* _Collected data_
⁂
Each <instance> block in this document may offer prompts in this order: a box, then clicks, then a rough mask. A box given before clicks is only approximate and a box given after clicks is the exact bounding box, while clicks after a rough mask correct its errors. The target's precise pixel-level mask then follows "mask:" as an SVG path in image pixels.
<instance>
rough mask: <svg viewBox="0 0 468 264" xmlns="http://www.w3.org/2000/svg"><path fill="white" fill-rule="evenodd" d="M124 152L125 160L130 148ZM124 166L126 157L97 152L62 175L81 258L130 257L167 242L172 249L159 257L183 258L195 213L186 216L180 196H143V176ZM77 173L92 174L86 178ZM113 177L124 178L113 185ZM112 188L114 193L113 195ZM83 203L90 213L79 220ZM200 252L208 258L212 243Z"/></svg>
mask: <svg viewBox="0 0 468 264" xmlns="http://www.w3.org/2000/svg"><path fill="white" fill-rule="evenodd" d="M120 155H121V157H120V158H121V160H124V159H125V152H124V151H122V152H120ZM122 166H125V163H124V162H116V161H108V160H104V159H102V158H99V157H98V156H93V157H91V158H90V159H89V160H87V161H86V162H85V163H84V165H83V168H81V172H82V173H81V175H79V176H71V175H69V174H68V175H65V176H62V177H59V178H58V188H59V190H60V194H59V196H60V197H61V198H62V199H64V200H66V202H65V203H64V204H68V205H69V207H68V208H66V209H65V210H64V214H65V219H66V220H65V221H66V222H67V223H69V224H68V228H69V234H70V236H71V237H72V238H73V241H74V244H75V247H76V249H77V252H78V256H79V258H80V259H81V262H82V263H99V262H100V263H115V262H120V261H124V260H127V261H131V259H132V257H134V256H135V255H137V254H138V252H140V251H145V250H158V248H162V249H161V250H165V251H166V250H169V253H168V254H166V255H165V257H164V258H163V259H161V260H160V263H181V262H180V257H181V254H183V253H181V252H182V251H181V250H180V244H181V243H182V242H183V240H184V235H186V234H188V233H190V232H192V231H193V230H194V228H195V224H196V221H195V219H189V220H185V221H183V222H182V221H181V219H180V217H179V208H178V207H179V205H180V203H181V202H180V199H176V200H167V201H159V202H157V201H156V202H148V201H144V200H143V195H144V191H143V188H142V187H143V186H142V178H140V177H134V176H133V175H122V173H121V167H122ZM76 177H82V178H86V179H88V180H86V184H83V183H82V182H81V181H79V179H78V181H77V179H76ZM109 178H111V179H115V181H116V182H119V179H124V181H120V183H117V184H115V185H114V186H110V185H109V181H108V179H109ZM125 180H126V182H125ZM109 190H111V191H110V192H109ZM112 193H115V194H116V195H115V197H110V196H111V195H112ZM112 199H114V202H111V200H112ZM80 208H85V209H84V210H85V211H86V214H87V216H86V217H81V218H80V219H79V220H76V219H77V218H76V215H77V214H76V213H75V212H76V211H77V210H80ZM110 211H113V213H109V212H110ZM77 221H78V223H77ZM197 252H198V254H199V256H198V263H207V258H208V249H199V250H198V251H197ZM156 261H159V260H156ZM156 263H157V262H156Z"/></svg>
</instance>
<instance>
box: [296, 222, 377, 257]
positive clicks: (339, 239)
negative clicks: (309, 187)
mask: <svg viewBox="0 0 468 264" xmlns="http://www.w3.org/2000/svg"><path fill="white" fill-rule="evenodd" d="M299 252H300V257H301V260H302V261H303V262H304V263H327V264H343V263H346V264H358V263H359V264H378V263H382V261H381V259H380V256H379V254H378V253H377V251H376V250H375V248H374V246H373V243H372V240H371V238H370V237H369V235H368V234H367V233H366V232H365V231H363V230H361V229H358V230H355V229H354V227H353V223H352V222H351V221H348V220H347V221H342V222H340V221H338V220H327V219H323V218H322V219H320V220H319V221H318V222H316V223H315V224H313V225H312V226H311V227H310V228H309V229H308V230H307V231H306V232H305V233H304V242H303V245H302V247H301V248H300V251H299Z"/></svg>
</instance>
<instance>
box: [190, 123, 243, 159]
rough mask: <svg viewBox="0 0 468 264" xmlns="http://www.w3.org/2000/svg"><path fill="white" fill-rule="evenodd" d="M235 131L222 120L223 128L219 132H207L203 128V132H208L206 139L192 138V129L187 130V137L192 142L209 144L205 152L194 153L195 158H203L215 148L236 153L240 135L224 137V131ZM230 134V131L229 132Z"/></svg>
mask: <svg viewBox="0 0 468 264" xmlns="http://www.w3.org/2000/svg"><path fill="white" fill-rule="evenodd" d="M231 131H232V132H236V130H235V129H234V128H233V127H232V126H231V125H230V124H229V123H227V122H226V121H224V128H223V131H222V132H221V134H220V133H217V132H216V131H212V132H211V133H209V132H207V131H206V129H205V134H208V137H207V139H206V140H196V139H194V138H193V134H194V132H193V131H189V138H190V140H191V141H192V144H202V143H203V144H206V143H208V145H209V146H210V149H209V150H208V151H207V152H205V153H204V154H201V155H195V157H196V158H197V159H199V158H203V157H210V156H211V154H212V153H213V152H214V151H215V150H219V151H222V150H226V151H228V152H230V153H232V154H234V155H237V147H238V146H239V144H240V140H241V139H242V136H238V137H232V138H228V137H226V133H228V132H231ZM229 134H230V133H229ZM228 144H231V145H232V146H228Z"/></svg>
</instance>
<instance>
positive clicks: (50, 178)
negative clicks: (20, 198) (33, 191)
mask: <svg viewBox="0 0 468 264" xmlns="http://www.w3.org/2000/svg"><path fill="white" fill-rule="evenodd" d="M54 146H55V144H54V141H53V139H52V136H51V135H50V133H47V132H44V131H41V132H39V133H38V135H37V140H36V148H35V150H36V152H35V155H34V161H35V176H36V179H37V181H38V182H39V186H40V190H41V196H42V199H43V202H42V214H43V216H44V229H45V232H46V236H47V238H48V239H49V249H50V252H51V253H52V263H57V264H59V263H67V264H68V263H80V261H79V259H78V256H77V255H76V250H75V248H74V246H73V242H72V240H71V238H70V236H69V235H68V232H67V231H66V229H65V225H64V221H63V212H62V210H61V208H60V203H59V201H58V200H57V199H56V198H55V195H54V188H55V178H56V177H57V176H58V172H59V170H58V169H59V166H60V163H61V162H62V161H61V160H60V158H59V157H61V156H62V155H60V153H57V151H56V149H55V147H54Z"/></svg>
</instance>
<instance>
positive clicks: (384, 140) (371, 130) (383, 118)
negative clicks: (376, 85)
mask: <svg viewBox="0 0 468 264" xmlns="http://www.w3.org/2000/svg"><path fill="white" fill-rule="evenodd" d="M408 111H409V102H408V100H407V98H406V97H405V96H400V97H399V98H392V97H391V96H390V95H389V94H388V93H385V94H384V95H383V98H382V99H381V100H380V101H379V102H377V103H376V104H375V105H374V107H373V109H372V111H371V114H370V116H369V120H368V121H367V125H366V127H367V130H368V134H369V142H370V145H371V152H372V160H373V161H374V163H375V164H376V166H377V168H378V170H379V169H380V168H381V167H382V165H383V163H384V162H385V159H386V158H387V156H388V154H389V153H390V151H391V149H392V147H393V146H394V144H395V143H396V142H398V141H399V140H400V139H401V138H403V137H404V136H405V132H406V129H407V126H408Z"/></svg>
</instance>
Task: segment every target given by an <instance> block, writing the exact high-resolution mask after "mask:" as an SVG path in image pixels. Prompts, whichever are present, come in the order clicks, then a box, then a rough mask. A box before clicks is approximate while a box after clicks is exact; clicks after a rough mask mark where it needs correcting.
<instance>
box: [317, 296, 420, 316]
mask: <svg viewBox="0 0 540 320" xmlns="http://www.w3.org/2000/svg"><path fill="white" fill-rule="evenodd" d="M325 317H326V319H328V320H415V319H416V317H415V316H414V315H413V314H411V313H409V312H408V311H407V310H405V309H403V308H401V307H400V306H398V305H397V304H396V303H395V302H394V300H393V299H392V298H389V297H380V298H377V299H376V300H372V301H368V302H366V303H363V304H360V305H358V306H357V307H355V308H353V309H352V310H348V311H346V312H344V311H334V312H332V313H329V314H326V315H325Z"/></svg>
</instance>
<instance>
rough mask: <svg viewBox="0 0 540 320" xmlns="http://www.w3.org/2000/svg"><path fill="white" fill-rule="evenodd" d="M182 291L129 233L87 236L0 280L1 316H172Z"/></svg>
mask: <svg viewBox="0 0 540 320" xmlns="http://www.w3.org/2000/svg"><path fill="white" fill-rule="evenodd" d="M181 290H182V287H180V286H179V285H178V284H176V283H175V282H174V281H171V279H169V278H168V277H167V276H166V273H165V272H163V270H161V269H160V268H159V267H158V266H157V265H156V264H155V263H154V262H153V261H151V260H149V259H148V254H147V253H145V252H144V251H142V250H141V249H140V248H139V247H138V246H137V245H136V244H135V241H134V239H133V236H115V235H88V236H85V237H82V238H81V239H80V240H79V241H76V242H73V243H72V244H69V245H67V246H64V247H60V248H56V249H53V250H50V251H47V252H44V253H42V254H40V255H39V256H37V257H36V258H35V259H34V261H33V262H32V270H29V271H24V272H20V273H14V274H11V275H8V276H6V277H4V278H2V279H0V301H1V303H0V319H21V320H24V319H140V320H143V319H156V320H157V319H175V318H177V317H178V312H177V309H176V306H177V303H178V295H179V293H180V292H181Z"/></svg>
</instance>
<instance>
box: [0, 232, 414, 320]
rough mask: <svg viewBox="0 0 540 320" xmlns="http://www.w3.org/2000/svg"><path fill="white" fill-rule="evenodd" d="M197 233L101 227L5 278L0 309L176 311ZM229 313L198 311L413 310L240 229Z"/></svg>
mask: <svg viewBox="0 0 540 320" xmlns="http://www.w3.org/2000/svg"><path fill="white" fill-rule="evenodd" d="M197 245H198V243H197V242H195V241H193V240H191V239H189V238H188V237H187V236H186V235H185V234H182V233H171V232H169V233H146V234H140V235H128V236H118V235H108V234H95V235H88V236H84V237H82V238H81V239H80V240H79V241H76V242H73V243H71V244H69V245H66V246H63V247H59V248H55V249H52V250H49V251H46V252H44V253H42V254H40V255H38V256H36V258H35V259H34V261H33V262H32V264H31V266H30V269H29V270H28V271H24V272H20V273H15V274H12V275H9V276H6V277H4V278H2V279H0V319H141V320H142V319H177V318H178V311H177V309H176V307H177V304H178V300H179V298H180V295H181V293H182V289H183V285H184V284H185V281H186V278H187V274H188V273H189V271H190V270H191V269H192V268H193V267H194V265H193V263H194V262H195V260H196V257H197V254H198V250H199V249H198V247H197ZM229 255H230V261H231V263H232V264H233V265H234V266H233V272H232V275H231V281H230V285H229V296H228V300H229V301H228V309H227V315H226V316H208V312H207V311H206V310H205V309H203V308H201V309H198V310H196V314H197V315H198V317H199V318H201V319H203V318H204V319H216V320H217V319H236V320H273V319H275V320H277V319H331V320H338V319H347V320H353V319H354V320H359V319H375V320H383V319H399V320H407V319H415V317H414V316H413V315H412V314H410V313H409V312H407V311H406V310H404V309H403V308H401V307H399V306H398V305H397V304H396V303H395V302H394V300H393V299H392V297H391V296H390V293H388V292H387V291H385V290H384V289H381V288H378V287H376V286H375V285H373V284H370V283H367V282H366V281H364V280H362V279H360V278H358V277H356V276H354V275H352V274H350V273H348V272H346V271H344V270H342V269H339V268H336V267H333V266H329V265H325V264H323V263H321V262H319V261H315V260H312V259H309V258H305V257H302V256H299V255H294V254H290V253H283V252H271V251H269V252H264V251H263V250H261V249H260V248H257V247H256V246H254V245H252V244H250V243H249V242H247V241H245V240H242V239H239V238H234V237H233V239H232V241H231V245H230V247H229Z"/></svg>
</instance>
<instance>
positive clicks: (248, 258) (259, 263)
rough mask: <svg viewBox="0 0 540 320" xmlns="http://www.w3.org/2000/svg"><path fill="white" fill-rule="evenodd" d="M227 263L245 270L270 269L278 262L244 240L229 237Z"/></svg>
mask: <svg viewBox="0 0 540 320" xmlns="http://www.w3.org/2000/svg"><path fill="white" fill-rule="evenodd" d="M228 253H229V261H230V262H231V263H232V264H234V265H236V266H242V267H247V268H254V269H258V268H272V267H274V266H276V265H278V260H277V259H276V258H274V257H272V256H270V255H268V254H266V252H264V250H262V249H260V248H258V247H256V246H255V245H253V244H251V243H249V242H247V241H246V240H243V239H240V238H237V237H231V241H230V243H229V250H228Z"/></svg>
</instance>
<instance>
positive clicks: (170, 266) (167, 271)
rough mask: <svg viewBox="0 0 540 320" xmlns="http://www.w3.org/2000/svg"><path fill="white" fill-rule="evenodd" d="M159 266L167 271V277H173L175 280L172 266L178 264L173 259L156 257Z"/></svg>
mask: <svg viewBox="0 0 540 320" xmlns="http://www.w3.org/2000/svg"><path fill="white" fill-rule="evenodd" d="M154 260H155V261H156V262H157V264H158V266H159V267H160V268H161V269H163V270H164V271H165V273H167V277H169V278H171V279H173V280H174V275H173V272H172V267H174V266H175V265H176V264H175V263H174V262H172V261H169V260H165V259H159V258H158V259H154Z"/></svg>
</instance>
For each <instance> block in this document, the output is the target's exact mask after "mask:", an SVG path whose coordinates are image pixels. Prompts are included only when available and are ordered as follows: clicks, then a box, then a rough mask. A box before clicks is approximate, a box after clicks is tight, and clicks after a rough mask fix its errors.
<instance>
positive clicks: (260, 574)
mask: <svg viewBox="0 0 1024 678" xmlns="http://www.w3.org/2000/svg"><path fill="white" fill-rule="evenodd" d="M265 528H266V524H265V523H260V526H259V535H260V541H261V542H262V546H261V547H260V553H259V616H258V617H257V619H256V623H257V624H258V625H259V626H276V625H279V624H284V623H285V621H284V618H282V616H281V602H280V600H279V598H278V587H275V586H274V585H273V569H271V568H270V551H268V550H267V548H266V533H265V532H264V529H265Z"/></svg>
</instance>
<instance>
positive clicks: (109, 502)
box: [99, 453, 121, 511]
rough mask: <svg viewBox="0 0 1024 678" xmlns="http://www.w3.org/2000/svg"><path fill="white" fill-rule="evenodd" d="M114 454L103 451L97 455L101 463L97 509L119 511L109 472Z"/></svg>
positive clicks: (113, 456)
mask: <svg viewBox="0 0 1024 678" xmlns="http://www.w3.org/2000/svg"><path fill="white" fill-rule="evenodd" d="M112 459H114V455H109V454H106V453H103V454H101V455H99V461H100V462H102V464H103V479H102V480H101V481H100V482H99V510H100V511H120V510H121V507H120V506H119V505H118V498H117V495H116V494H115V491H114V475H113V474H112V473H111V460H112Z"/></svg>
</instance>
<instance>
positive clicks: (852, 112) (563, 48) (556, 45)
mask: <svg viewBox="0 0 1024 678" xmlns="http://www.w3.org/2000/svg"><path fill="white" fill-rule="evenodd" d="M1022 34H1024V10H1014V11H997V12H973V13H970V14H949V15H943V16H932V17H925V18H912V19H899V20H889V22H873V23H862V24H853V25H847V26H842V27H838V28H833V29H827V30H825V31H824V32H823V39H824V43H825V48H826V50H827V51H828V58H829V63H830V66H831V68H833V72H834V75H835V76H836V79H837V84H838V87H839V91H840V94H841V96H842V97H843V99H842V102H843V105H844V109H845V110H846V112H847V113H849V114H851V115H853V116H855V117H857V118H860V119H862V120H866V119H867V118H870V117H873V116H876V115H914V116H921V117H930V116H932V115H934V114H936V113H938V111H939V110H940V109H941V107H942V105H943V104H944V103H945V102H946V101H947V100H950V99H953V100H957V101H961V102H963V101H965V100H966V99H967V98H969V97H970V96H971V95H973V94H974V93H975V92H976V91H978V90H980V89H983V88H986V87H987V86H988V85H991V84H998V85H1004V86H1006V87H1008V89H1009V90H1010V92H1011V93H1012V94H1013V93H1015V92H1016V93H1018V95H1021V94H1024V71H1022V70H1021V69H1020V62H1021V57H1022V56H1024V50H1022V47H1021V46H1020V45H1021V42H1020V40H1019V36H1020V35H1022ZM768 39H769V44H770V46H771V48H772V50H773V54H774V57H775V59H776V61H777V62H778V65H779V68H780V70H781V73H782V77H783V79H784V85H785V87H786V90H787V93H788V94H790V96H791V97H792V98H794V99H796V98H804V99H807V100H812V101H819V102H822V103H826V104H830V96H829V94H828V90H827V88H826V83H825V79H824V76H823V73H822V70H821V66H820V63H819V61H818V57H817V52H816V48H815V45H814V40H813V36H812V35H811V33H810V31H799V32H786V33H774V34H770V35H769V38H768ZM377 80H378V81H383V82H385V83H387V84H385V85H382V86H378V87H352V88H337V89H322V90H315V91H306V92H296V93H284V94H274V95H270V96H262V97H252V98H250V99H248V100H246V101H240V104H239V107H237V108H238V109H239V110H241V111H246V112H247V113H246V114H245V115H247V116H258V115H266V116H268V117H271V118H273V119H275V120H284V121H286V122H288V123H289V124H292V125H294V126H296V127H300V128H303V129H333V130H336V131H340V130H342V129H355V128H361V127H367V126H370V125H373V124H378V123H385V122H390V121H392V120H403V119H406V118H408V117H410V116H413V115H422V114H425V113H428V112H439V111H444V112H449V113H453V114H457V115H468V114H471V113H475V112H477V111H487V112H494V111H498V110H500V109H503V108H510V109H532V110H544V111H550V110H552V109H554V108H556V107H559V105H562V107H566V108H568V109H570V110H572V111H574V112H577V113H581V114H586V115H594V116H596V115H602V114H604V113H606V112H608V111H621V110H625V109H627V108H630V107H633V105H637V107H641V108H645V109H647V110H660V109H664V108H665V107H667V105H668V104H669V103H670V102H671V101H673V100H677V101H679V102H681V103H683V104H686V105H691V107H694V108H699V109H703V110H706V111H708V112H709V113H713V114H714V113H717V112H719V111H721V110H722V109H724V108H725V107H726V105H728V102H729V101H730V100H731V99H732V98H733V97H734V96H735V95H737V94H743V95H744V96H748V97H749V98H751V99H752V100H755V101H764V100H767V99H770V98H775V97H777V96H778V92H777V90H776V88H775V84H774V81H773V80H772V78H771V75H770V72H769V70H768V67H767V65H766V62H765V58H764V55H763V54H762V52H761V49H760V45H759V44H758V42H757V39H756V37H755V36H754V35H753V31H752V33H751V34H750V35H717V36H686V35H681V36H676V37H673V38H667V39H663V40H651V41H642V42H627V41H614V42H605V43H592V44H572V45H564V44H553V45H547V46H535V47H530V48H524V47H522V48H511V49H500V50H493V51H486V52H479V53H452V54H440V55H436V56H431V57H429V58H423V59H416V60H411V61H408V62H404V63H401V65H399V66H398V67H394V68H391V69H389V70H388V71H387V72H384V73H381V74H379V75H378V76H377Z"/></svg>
⁂
* _Aim of the task_
Copy only this part of the entries above: the line with "negative clicks: (309, 187)", the line with "positive clicks: (50, 178)", and the lines between, all exactly as written.

* _Task output_
negative clicks: (309, 187)
mask: <svg viewBox="0 0 468 264" xmlns="http://www.w3.org/2000/svg"><path fill="white" fill-rule="evenodd" d="M299 252H300V257H301V260H302V261H303V262H304V263H327V264H343V263H346V264H358V263H359V264H378V263H382V261H381V259H380V256H379V254H378V253H377V251H376V250H375V248H374V246H373V243H372V240H371V238H370V237H369V235H368V234H367V233H366V232H365V231H363V230H361V229H358V230H355V229H354V227H353V223H352V222H351V221H348V220H347V221H342V222H340V221H338V220H327V219H323V218H322V219H320V220H319V221H318V222H316V223H315V224H313V225H312V226H311V227H310V228H309V229H308V230H307V231H306V232H305V233H304V242H303V245H302V247H301V248H300V251H299Z"/></svg>
</instance>
<instance>
box: [190, 123, 243, 159]
rough mask: <svg viewBox="0 0 468 264" xmlns="http://www.w3.org/2000/svg"><path fill="white" fill-rule="evenodd" d="M235 131L222 120L223 128L219 132H207L203 128V132H208L206 139L192 138V129L187 130V137L192 142L209 144L205 152L194 153L195 158H203L215 148L236 153L240 135L224 137V131ZM230 134V131L229 132Z"/></svg>
mask: <svg viewBox="0 0 468 264" xmlns="http://www.w3.org/2000/svg"><path fill="white" fill-rule="evenodd" d="M231 131H232V132H236V130H235V129H234V128H233V127H232V126H231V125H230V124H229V123H227V122H226V121H224V128H223V131H222V132H221V134H220V133H217V132H216V131H212V132H211V133H209V132H207V131H206V129H205V134H208V137H207V139H206V140H196V139H194V138H193V134H194V132H193V131H189V138H190V140H191V141H192V144H202V143H203V144H206V143H208V145H209V146H210V149H209V150H208V151H207V152H205V153H204V154H201V155H195V157H196V158H197V159H199V158H203V157H210V156H211V154H212V153H213V152H214V151H215V150H219V151H222V150H226V151H228V152H230V153H232V154H234V155H237V147H238V146H239V144H240V140H241V139H242V136H238V137H232V138H228V137H226V133H228V132H231ZM229 134H230V133H229ZM228 144H231V145H232V146H228Z"/></svg>
</instance>
<instance>
positive clicks: (50, 178)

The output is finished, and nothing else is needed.